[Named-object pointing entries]
····················
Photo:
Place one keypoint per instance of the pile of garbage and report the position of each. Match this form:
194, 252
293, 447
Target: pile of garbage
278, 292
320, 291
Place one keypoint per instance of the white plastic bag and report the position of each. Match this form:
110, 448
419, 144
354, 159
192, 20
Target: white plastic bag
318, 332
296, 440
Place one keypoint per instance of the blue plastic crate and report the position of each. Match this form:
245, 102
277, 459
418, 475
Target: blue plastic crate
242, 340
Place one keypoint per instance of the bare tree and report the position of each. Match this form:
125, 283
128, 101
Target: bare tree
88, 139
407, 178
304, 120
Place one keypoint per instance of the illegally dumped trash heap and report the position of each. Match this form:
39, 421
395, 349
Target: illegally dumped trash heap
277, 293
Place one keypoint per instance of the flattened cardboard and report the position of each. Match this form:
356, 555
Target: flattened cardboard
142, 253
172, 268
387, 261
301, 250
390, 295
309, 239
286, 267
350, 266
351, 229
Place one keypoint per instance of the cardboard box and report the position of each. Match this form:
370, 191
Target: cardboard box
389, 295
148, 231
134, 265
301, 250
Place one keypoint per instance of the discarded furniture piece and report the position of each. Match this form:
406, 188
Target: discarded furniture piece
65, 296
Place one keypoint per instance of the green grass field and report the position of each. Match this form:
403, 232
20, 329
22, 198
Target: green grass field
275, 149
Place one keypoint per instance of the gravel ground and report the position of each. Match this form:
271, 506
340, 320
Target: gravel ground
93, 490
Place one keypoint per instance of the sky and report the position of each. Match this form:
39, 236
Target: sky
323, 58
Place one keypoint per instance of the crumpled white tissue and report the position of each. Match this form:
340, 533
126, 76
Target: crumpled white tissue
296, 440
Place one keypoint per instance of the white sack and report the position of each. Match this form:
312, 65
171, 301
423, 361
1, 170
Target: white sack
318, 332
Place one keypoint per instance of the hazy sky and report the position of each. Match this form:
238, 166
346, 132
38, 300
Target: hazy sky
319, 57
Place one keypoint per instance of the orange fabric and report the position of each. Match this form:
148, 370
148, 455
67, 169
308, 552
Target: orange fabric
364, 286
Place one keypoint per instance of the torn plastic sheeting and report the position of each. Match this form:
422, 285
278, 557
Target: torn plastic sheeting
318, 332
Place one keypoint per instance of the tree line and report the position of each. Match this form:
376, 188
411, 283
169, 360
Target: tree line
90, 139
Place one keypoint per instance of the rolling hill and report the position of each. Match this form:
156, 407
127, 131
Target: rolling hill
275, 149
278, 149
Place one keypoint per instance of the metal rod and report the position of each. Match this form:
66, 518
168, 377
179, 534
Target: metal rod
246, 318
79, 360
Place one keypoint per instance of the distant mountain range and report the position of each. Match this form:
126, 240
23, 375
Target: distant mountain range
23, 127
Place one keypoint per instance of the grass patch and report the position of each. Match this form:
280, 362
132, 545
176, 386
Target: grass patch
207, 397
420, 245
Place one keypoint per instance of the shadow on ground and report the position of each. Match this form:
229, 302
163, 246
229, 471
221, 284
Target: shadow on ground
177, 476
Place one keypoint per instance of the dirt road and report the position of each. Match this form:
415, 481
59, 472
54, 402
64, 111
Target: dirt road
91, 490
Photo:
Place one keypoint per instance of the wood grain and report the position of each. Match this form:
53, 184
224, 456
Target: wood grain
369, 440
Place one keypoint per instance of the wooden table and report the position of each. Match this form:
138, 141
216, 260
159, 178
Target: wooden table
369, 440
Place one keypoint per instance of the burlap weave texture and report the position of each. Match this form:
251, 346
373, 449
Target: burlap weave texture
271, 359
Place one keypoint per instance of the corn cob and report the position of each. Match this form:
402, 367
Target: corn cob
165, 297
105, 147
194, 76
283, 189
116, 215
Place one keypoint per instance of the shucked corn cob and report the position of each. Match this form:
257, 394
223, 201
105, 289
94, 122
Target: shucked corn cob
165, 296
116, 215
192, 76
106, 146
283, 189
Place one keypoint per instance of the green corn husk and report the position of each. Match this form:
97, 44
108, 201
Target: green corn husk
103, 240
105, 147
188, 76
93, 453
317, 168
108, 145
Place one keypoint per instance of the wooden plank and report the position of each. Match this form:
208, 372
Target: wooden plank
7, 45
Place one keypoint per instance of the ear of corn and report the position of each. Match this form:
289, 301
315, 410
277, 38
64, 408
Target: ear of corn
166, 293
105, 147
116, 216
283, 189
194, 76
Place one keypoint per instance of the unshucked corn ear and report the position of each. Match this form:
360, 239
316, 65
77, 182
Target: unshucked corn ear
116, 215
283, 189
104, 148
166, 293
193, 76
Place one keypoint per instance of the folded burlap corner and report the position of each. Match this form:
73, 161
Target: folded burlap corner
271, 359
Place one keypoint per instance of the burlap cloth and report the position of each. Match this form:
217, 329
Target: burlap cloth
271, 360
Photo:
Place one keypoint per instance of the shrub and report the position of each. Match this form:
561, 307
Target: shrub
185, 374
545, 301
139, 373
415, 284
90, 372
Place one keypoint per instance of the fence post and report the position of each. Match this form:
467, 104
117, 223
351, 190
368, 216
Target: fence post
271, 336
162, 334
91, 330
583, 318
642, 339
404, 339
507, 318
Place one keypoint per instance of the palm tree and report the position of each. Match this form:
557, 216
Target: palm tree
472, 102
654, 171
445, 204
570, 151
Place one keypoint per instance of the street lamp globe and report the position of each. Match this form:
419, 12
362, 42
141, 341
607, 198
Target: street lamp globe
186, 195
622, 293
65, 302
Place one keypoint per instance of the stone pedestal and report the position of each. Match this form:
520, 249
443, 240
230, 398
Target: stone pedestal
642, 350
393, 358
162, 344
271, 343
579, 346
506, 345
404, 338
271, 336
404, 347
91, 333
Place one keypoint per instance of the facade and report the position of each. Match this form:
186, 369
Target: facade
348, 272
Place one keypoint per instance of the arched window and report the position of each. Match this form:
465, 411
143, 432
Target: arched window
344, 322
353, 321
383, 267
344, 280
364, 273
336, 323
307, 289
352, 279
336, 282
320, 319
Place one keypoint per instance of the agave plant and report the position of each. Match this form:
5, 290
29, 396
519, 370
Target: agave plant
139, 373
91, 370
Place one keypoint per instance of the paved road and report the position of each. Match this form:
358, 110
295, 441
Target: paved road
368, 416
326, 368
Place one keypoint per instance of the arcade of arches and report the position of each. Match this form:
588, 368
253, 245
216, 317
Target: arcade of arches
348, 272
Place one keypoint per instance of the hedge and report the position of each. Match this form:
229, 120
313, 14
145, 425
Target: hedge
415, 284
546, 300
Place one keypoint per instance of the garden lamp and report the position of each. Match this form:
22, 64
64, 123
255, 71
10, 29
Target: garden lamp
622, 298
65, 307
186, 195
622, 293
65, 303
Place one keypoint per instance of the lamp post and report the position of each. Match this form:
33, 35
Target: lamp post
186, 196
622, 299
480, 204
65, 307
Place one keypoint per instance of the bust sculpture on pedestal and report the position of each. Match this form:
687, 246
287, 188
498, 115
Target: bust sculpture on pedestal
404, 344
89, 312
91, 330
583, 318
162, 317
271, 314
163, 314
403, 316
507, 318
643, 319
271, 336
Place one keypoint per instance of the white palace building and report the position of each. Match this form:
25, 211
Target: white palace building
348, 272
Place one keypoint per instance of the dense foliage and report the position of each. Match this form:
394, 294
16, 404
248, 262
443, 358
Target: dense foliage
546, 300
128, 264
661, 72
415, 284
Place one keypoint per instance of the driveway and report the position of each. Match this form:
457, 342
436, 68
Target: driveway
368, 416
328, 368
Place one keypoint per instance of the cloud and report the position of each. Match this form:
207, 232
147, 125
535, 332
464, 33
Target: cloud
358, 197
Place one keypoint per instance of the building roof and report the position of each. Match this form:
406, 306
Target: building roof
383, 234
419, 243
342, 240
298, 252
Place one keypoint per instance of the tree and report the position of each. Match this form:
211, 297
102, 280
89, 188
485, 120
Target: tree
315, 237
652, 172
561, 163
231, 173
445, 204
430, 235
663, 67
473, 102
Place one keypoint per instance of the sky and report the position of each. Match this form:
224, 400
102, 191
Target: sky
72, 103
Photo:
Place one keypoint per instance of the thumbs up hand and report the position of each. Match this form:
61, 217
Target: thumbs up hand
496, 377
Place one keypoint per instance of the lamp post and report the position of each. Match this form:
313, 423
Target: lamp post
····················
**What the task requires**
Show every line of the listing above that contains the word "table", matching its case exactly.

**Task solution**
Place one keypoint per instance of the wooden table and report the position of each. Match this form:
Target: wooden table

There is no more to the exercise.